Grub’s up – time to chow down!

By Phil Weafer August 01, 2014 Major appliances

With more Kiwis cooking at home and cooking television programmes popular and growing, is everything still piping hot in the cooking and food preparation market? Phil Weafer reports.

To view a PDF of the complete feature as it appeared in Wares magazine, click the download button at the bottom of this page.

According to some recent GfK figures (MAT May 2014), the overall food preparation category has seen a 4% lift in both volume and value. Liquidisers are the fastest growing segment with a 47% increase in sales units and 52% in sales value, while choppers declined by 10% in volume but saw a 15% increase in value.

Set these positives against some concern over increased competition and low-end, entry level products in food preparation and you can see why many brands are working hard at highlighting the quality products that their companies bring to the market. As one supplier said: “we could all get cheap products a dime a dozen but that damages our brand.”



Gauging the market in major appliances, Rudi Niemoeller, Category Manager for Food & Beverage Preparation at Miele ANZ, says the brand is seeing growth at the top end, even with increased competition from the value end of the market. 

“With the plethora of cooking brands competing for the consumer dollar, there are increasing signs of polarisation in the New Zealand market. At the lower end of the price and quality scale, some brands appear to be scrambling to grow volume at the expense of value and margin erosion.”

When it comes to food prep and SDAs, even with the enticing presence of low-end products, consumers are savvier than ever and are looking for real and lasting value. DéLonghi’s Reece Ford sees a number of cheap products on the market but believes this gives suppliers the chance to work with retailers to ensure that the long-term outlook the company has is embraced by retailers and consumers alike.

------------------------

- [Exercise 1]
Answer these questions about the food preparation market article:
(a) Which segment grew fastest, according to the GfK figures?
(b) What is Rudi Niemoeller's job title at Miele ANZ?
(c) Which brand is Reece Ford linked with?
- [Exercise 2] Reproduce word for word everything in the food preparation market article from "Set these positives" down to "of the market.".
- [Exercise 3] Carry on with the food preparation market article from the point where it stops.
The rows have nothing to do with the article on the food preparation market.

------------------------

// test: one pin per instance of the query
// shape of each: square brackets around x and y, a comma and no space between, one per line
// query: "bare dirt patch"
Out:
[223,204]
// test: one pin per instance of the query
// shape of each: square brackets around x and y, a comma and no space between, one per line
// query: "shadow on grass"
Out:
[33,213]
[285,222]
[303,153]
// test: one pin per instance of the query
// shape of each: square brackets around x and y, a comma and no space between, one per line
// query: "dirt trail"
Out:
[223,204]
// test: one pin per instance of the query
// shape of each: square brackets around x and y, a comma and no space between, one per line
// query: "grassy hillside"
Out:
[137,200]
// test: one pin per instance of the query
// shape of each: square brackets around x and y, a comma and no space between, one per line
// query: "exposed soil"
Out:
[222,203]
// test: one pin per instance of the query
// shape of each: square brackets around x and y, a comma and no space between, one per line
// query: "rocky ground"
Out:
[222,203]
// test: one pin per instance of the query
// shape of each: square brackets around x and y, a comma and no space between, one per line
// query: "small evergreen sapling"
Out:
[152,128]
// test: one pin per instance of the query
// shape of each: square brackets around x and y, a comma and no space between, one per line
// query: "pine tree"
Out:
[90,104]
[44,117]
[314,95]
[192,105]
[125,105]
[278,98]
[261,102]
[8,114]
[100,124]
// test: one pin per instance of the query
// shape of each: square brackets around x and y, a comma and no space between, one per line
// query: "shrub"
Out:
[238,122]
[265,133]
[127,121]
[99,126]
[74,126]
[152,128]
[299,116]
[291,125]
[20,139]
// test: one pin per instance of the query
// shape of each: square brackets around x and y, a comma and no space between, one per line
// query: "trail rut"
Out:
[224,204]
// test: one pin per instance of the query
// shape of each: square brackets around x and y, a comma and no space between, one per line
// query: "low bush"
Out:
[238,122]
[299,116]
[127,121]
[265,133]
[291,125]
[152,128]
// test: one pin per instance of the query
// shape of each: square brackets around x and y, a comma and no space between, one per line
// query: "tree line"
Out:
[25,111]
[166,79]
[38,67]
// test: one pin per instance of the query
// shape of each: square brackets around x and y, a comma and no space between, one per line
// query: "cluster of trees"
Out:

------------------------

- [Task answer 1]
(a) Liquidisers
(b) Category Manager for Food & Beverage Preparation
(c) DéLonghi

- [Task answer 2]
Set these positives against some concern over increased competition and low-end, entry level products in food preparation and you can see why many brands are working hard at highlighting the quality products that their companies bring to the market. As one supplier said: “we could all get cheap products a dime a dozen but that damages our brand.”



Gauging the market in major appliances, Rudi Niemoeller, Category Manager for Food & Beverage Preparation at Miele ANZ, says the brand is seeing growth at the top end, even with increased competition from the value end of the market.

- [Task answer 3]
“When we’re presenting to our retailers, we give them tools to help them understand what it is we’ve done and pass it on to consumers. We’ve done a lot of research to see what people want from us.”

And DéLonghi for one is straying out of the mosh pit: “Why would we undercut ourselves with lower end product?”

Sunbeam’s National Sales & Marketing Manager, Cliff Carr, is another to say that, while the food prep market has been developing strongly and has continued to deliver good or reasonable volume growth, there is pressure on price points. 

Still, Carr has his eyes on the prize and, here as elsewhere, there is reason for optimism thanks to the work being put in: “You have to say at some point the volume is going to catch up and we will start to see a bit of decay there.

"But retailers and suppliers alike are putting an increased focus back into the value of the category. Trying to return a bit of value for each sale is where the prize is.”



Traditionally, food preparation and cooking appliances have been aimed at female demographics. This trend is showing few signs of wavering as of yet.

But, with the proliferation of high-profile celebrity chefs and cooking television shows, more and more men can be found in the kitchen cooking. 

Which means targeting male consumers will be front of mind for savvy brands going forward. Sunbeam’s Cliff Carr for one feels that the manner in which some brands have been speaking to consumers has been quite one dimensional and focused on the female side of the market. 

“We see a very strong opportunity to make people stop and think about the performance and the manliness and coolness of the product from a guy’s perspective and get them involved in the purchase.”

Carr points to the male tendency to be product performance-orientated and if suppliers and – if retailers can trade up on this aspect – it will really add value to the category. 

If you look at My Kitchen Rules currently, there is only one all-male pairing on it. But they are leading the charge and guys are looking at it and thinking ‘I could do that’. There is a competitive aspect to it, and we need to focus on men’s insatiable thirst to have a better toy.”

Reece Ford at DéLonghi is another that sees the male aspect of the market growing: “Men are cooking more and more – you look at those cooking shows and men are in every one and it’s definitely influential.”

Ford adds that cooking has become something the entire family is engaging with: “There are more people looking to do things at home rather than spending money elsewhere, homemade goods for instance. If you look at the bigger picture and the economics of things, it makes sense to purchase a higher quality item.”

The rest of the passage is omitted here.